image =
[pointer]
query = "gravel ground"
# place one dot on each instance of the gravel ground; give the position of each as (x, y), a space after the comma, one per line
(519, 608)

■ ■ ■ ■

• [Do this] Reproduce the items above, replacing each occurrence of "gravel ground" with "dirt path" and leaving everything else unchanged.

• [Task result]
image =
[pointer]
query = "dirt path"
# place one dot on each instance of the dirt path; give the position of each as (x, y), a space after the comma, one per line
(519, 608)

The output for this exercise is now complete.